Top of DATA FOR PROCESSING

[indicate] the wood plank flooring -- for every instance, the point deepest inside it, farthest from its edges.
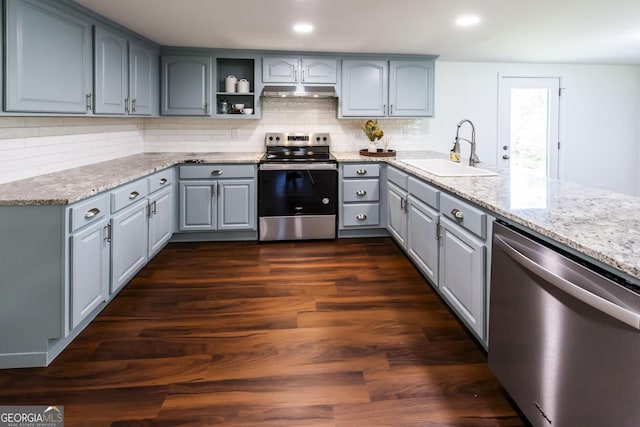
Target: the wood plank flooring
(325, 333)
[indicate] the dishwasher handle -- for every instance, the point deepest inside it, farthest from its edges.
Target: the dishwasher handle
(605, 306)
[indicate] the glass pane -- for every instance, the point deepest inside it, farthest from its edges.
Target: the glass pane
(529, 129)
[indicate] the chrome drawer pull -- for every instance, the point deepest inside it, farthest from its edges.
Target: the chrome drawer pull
(457, 214)
(91, 213)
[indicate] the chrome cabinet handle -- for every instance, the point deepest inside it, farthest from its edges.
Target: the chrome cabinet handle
(91, 213)
(109, 232)
(457, 214)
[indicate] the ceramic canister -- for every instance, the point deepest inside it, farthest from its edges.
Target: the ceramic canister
(243, 86)
(230, 83)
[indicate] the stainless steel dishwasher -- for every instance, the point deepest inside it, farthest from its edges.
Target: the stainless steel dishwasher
(564, 336)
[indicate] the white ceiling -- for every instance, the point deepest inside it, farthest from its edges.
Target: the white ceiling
(564, 31)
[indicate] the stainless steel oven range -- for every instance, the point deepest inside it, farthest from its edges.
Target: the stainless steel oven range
(297, 188)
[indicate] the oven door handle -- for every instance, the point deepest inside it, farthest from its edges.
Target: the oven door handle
(597, 302)
(297, 166)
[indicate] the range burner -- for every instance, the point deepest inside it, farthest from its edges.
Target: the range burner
(297, 147)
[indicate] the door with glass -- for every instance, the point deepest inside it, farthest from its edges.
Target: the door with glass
(528, 131)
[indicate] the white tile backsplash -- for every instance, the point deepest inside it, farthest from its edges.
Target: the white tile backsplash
(278, 115)
(31, 146)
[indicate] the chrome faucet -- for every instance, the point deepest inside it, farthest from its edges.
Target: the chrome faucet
(473, 159)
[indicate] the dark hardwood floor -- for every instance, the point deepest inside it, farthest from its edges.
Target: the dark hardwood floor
(324, 333)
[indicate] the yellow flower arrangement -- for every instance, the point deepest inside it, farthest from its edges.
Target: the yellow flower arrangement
(372, 130)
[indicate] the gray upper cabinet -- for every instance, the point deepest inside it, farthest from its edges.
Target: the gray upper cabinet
(364, 88)
(387, 88)
(411, 88)
(48, 58)
(186, 85)
(124, 76)
(111, 72)
(299, 70)
(143, 80)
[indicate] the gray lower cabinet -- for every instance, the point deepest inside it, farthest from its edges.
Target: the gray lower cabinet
(218, 197)
(361, 198)
(462, 274)
(422, 237)
(129, 240)
(186, 85)
(89, 270)
(161, 219)
(48, 59)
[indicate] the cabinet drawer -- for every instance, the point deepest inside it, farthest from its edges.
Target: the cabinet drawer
(360, 170)
(88, 212)
(361, 214)
(397, 177)
(161, 179)
(361, 190)
(469, 217)
(217, 171)
(123, 196)
(424, 192)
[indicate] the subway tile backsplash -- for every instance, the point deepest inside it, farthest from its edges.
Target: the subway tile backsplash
(31, 146)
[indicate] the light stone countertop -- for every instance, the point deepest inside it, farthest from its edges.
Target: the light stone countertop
(600, 224)
(69, 186)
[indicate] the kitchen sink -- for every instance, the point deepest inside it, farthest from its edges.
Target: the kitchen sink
(443, 167)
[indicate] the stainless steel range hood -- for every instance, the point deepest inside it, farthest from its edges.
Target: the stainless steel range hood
(299, 91)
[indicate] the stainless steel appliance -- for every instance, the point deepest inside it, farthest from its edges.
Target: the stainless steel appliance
(297, 188)
(564, 336)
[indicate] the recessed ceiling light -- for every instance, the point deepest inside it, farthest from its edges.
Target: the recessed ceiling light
(467, 20)
(303, 28)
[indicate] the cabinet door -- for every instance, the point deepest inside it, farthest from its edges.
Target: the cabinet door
(48, 59)
(140, 79)
(128, 244)
(280, 70)
(111, 73)
(197, 205)
(364, 88)
(397, 216)
(161, 216)
(422, 240)
(411, 88)
(89, 271)
(236, 204)
(186, 85)
(319, 70)
(462, 275)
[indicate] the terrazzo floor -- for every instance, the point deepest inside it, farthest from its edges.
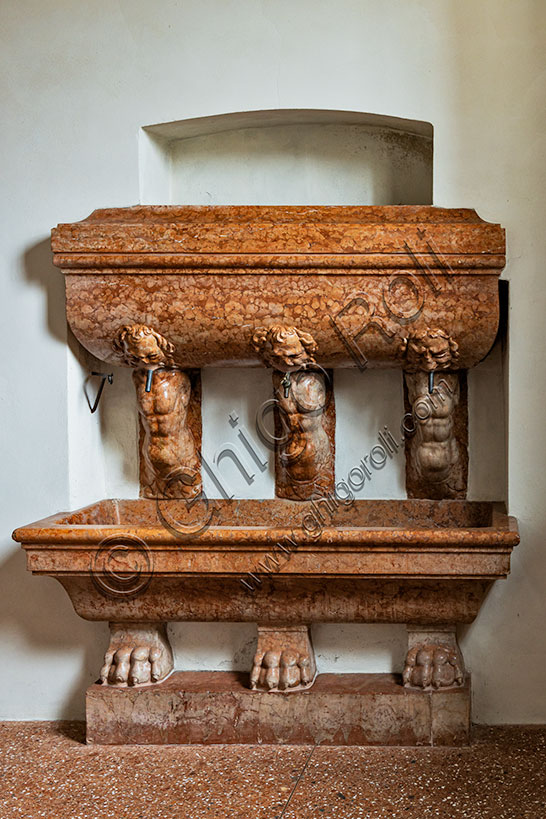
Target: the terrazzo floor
(46, 770)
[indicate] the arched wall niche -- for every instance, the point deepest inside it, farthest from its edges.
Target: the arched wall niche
(287, 157)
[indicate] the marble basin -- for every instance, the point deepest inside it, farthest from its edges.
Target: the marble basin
(355, 278)
(275, 561)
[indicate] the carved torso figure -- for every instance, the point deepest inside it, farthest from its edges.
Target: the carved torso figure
(168, 450)
(171, 467)
(435, 466)
(304, 452)
(434, 445)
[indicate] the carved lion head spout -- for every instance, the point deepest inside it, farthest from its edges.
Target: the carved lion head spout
(284, 348)
(429, 350)
(141, 346)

Bottom of DATA FOR PROCESSING

--- GOAL OF THE EXERCISE ---
All of the data should come back exactly as written, but without pictures.

--- SOLUTION TO THE PROBLEM ---
[indicate] the wood plank flooring -- for every instance, the point deepest inside it, farthest from its edges.
Target: the wood plank flooring
(325, 333)
[indicate] the dishwasher handle -- for every instance, the point deepest inside it, farthest from its edges.
Target: the dishwasher handle
(605, 306)
[indicate] the glass pane -- for every instance, the point deepest inside it, farthest from its edges.
Target: the glass pane
(529, 129)
[indicate] the chrome drawer pull -- for every instance, the point deepest inside it, farthest from its edges.
Target: the chrome drawer pull
(457, 214)
(91, 213)
[indicate] the chrome cabinet handle -- for every instance, the point deepest inside it, farthest from its edges.
Target: the chrome cabinet handle
(91, 213)
(109, 232)
(457, 214)
[indicate] the ceramic canister -- for every instance, the point deepest inside it, farthest from its edges.
Target: the ceramic canister
(243, 86)
(230, 83)
[indicate] the stainless steel dishwasher -- for every instance, the point deepest inside it, farthest from its edges.
Target: the stainless steel dishwasher
(564, 336)
[indicate] the white ceiling -- for every instance, the point deepest inside it, farthest from its edges.
Target: the white ceiling
(564, 31)
[indicate] the stainless steel oven range -- for every instance, the point deepest inside it, farthest from its edges.
Target: the stainless steel oven range
(297, 188)
[indicate] the oven door handle -- for every instance, the point deepest inside it, farthest from its edges.
Target: the oven door handle
(597, 302)
(297, 166)
[indicate] the range burner -- for every instance, the point deepest inside it, farthest from its edges.
Target: the range burner
(297, 147)
[indicate] the door with glass -- for every instance, the point deepest inside it, farthest from its edges.
Target: the door with glass
(528, 131)
[indicate] the white tile backsplash -- for every instance, the point deepest inside it, farthest from its edges.
Target: the white tile backsplash
(278, 115)
(31, 146)
[indicate] the chrome faucet -- for every instance, the point deepest inside it, farthest from its edges.
Target: the chrome faucet
(473, 159)
[indicate] the dark hardwood floor -- for every instance, the point deepest inside it, farthest from its edges.
Target: the dark hardwood floor
(324, 333)
[indicate] the yellow flower arrangement -- for every instance, the point deepest inside it, farthest from its edges.
Target: the yellow flower arrangement
(372, 130)
[indicate] the gray upper cabinet -- for every instance, the point deepest inside it, farthest from its edges.
Target: the gray upper cabinet
(364, 88)
(387, 88)
(411, 88)
(48, 58)
(186, 85)
(124, 76)
(111, 72)
(299, 70)
(143, 80)
[indicate] the gray lower cabinet -- for every instance, the point deepest inside it, farthest from its edges.
Target: the gray lower cabinet
(218, 197)
(361, 198)
(462, 274)
(422, 237)
(129, 240)
(186, 85)
(89, 270)
(161, 219)
(48, 59)
[indicate] the cabinet drawer -- for every instance, the point deepest inside it, farthest from its edges.
Target: the cabinet drawer
(360, 170)
(88, 212)
(361, 214)
(397, 177)
(161, 179)
(361, 190)
(469, 217)
(217, 171)
(123, 196)
(424, 192)
[indicate] the subway tile backsplash -- for every instance, the point deepest inside it, farthest from its edges.
Target: the subway tile backsplash
(31, 146)
[indicate] the light stone countertop -- for every instance, the point deepest inside it, farthest from its edges.
Target: the light stone countertop
(600, 224)
(69, 186)
[indicate] the kitchen sink -- for every instance, the point deepest inside it, farthest from its edges.
Target: the kitchen sink
(443, 167)
[indicate] the stainless steel range hood -- for every instance, the point deepest inside it, farthest from its edges.
Target: the stainless steel range hood
(299, 91)
[indicate] the stainless steel appliance -- for every instance, the point deepest inside it, farthest from its edges.
Target: the stainless steel appliance
(297, 188)
(564, 336)
[indicate] the recessed ceiling light -- for every instance, the point deepest inside it, farthest from its edges.
Target: the recessed ceiling light
(467, 20)
(303, 28)
[indicate] the cabinet door -- for every instance, the point deepest inside it, farthest from its edges.
Target: the cabinet door
(48, 59)
(140, 79)
(128, 244)
(280, 70)
(111, 73)
(197, 205)
(364, 88)
(397, 216)
(161, 216)
(422, 240)
(411, 88)
(89, 271)
(236, 204)
(186, 85)
(319, 70)
(462, 275)
[indicate] the terrazzo floor -- for every instance, the point deepest inside it, farthest from its edges.
Target: the terrazzo floor
(46, 770)
[indicate] the arched wall niche -- for every instance, the point deepest inside it, farthest from its edges.
Target: the arched wall niche
(287, 157)
[indicate] the marble basin -- for every instance, the point deepest inside it, farthest from its edges.
Target: the marble basin
(355, 278)
(275, 561)
[indicate] the carved torso figure -- for every instance, the point deepest inside it, farthest from its edges.
Target: the carved torso figure
(168, 450)
(171, 467)
(435, 466)
(304, 452)
(434, 445)
[indicate] the carved lion head spout -- for every instance, the point deepest inside it, farthest from its edges.
Target: the carved lion head spout
(284, 348)
(429, 350)
(141, 346)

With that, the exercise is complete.